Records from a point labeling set
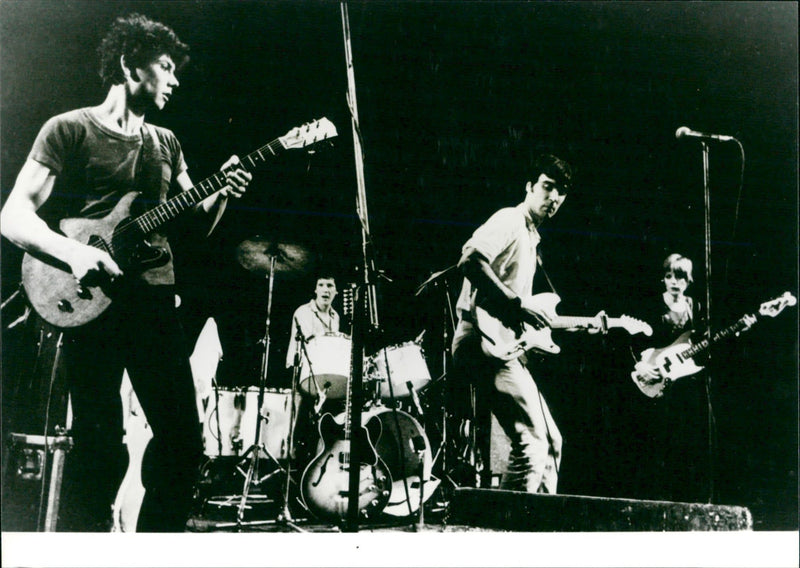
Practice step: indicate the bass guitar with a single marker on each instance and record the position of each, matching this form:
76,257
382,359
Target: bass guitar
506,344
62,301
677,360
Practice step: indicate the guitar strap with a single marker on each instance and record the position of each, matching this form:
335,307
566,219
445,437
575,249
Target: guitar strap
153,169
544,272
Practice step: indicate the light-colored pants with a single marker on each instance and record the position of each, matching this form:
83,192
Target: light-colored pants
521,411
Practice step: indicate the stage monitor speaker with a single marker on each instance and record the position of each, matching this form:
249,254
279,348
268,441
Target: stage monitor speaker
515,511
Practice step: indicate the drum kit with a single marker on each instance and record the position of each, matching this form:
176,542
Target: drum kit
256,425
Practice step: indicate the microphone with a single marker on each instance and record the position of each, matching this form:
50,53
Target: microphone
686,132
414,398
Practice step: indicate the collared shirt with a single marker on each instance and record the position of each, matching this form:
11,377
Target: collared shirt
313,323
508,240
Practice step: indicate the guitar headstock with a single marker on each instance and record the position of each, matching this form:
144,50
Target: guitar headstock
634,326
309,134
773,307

* * *

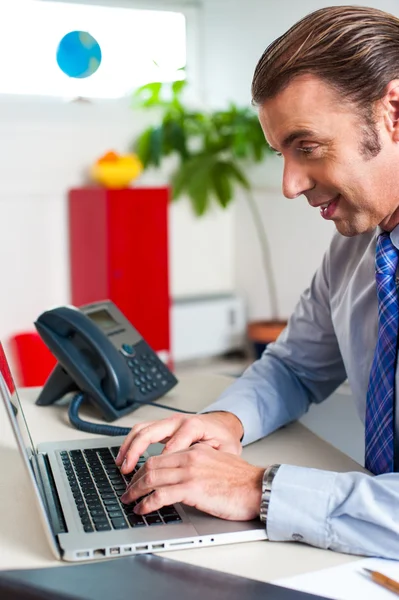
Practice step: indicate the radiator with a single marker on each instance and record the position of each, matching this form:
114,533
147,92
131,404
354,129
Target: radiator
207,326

### Exercise aim
From the rows above, extract each line that contains the string "pants".

### The solution
Practice step: indicate the light-colored pants with a single marker on each instance and record the position of each, matching this form:
Target: light-colored pants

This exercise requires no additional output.